Instructions to follow
Each record is to be reproduced verbatim.

**** Data shown ****

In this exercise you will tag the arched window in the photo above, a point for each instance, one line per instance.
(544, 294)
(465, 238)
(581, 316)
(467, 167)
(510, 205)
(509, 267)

****

Solution to the problem
In this exercise you will tag the arched window in the photo above, a point for each instance, one line per instance.
(544, 294)
(465, 238)
(581, 316)
(467, 167)
(510, 205)
(509, 267)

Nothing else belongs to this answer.